• Written request: Count the lines in the material below that contain the word "building", and give only that number.

Excerpts from a point labeling dataset:
%%
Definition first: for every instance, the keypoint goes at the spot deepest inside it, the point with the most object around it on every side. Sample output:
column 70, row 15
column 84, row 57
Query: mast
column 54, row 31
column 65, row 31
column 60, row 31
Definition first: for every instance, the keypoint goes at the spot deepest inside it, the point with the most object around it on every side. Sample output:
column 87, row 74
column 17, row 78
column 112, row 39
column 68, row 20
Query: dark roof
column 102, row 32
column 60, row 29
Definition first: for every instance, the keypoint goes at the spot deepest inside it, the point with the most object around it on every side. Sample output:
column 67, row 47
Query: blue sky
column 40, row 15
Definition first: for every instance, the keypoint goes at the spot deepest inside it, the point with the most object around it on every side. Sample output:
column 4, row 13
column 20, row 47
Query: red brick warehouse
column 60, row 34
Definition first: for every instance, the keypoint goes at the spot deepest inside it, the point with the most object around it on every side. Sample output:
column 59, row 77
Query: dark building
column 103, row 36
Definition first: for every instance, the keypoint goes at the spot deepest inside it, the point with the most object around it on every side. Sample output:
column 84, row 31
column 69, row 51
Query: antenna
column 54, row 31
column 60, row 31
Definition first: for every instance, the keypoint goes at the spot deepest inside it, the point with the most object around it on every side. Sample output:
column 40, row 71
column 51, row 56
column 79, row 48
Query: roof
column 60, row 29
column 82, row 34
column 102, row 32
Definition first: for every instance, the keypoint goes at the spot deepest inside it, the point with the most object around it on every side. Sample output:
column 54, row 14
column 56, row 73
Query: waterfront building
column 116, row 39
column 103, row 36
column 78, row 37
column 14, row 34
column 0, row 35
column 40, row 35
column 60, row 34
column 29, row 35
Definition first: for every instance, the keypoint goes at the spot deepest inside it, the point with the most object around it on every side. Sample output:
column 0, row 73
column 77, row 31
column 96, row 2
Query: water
%%
%%
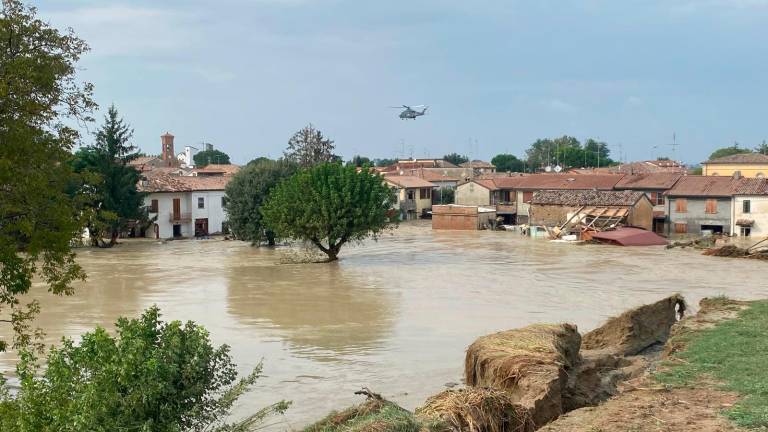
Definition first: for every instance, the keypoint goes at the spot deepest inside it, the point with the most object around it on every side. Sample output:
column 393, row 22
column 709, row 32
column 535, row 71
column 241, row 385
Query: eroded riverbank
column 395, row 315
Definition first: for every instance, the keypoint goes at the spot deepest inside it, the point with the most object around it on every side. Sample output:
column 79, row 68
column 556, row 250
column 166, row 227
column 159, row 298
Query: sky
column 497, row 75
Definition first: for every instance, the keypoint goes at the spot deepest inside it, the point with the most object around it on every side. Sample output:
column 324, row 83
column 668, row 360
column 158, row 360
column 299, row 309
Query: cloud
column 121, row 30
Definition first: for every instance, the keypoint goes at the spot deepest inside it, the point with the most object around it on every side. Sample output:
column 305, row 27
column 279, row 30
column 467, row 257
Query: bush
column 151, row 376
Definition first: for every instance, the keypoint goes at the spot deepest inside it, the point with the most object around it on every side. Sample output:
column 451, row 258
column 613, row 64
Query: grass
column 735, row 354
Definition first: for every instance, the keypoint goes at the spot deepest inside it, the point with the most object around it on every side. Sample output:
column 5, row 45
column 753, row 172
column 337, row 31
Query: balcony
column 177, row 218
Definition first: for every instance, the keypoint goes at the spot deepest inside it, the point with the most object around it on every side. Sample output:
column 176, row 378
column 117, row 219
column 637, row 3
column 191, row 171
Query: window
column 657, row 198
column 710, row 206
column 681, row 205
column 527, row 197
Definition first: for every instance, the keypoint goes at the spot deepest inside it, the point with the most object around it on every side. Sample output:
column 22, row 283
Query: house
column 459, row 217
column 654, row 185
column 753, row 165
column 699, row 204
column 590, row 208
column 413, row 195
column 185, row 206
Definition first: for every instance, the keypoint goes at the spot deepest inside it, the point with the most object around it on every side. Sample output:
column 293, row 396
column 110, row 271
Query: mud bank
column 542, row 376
%%
• Answer to this exercise: 2